» **Text under study**
Novel coronavirus disease, COVID-19, a serious contagious disease was first discovered in December 2019 and now presented a big threat for global public healthy security. Many articles have been published to study the transmission, treatment, and the social and economic effect of the COVID-19 pandemic. Many final projects in STATS531 from 2020 and 2021 focus on COVID-19 datasets “Project25” (2020), but at that time, the Omicron variant has not been discovered. The omicron variant of COVID-19 has become the dominant strain of the virus circulating in the U.S. and the rest of the world. It’s more easily spread than previous strains because it has more mutations than any other variant so far (“Omicron-Variant” 2022). The largest number of daily cases is one million four hundred thousand on January 10th (“NewYorkTime” 2022). A good news is that Omicron infection generally causes less severe disease than infection with prior variants (“CDC” 2022). The reported cases drops quickly to nearly ten thousand a day and many states have lowered the restrictions related to COVID-19. On March 21st, University of Michigan changed face covering policy for COVID-19 (“UMICH” 2022). However, the number of cases starts to rise in April, and has reached 35 thousand. A pubilic concern is that the daily reported cases may not be accurate, because many people who are infected but not showing any symptoms may not be reported. Based on this situation, our team raises two questions. Firstly, can we use time series model to fit the data related to Omicron variant? Secondly, how much can we trust the daily reported number?

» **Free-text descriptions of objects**
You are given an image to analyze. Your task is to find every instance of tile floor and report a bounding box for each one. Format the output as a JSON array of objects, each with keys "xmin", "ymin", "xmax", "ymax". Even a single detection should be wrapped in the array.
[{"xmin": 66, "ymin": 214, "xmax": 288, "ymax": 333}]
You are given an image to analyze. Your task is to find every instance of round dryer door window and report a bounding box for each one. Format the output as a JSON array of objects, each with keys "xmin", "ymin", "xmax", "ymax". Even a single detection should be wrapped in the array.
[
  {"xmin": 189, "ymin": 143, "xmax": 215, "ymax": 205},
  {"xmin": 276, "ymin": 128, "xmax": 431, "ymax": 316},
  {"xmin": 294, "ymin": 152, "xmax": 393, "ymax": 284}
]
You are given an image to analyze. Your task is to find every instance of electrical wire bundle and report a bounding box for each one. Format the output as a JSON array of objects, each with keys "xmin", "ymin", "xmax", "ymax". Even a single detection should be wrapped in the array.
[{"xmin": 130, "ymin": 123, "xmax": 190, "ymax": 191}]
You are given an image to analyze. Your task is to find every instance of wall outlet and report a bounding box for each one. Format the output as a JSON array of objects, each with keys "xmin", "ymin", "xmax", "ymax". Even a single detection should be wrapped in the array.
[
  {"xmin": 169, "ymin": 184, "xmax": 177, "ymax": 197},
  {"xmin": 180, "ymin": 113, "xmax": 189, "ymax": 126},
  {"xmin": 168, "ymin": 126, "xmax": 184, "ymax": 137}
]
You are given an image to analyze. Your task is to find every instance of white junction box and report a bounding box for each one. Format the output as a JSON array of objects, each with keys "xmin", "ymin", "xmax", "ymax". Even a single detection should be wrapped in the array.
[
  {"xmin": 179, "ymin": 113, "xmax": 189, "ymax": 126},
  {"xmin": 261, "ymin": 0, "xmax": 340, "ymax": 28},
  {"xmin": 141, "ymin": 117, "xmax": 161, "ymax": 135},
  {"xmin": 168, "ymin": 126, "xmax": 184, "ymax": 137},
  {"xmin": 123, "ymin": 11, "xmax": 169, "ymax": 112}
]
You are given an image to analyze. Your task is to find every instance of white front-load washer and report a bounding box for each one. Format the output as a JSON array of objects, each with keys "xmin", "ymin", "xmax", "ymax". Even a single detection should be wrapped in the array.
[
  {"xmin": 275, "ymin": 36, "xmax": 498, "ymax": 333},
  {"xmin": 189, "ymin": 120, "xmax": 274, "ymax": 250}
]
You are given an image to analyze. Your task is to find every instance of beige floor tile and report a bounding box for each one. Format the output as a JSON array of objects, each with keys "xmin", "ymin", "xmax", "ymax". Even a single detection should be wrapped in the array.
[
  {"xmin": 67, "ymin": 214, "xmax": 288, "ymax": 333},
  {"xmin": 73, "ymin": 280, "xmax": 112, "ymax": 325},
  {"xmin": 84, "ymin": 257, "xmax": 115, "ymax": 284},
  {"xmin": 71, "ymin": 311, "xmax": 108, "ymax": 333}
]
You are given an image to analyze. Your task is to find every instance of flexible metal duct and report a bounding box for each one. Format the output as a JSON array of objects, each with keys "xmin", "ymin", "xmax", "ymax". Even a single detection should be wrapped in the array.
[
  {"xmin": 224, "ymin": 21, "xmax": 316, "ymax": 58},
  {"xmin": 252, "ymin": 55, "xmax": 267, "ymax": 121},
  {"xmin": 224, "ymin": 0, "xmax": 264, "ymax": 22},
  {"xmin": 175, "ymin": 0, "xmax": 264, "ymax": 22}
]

» **Requirement**
Please translate this sentence from the COVID-19 text into French: "The omicron variant of COVID-19 has become the dominant strain of the virus circulating in the U.S. and the rest of the world."

» **Your response**
Le variant omicron de la COVID-19 est devenu la souche dominante du virus qui circule aux États-Unis et dans le reste du monde.